In full and word for word, copy the listing; no pictures belong in the copy.

RECORDS:
Segment Open
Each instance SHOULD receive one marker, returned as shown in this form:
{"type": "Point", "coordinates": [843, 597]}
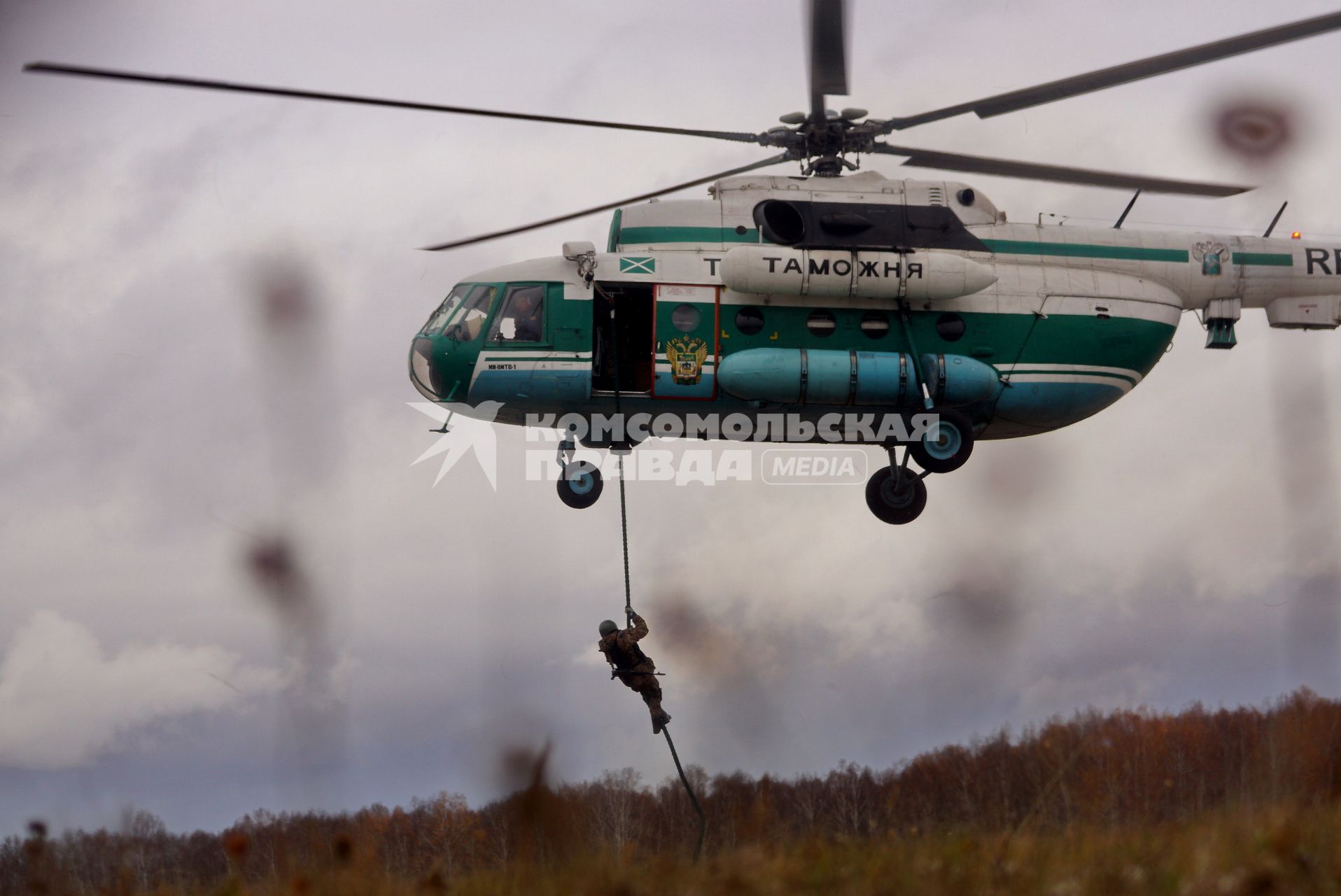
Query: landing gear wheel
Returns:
{"type": "Point", "coordinates": [580, 484]}
{"type": "Point", "coordinates": [947, 443]}
{"type": "Point", "coordinates": [896, 496]}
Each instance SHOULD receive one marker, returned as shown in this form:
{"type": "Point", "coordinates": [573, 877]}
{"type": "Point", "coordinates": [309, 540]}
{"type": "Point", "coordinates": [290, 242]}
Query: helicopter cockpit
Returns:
{"type": "Point", "coordinates": [472, 320]}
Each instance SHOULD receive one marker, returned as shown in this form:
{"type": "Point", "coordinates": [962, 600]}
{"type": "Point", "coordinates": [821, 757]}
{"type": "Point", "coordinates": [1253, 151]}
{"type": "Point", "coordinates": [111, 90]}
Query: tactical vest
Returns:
{"type": "Point", "coordinates": [624, 659]}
Segment Closed
RESULT OF THE EXERCISE:
Each instance SHOULD receive one marker, returned as shown in this form:
{"type": "Point", "coordinates": [843, 597]}
Query: landing gear wheel
Returns:
{"type": "Point", "coordinates": [580, 484]}
{"type": "Point", "coordinates": [947, 443]}
{"type": "Point", "coordinates": [896, 496]}
Each instance SHOULD receive one marker, returned as shown in this form:
{"type": "Point", "coordinates": [573, 877]}
{"type": "Point", "coordinates": [309, 540]}
{"type": "Point", "coordinates": [290, 242]}
Query: helicopter cockpit
Returns:
{"type": "Point", "coordinates": [472, 320]}
Each instance SHOULD receive one marker, returned as shown in this form:
{"type": "Point", "coordinates": [962, 600]}
{"type": "Point", "coordinates": [821, 757]}
{"type": "Point", "coordinates": [1253, 151]}
{"type": "Point", "coordinates": [111, 90]}
Query: tactical vest
Returns:
{"type": "Point", "coordinates": [624, 659]}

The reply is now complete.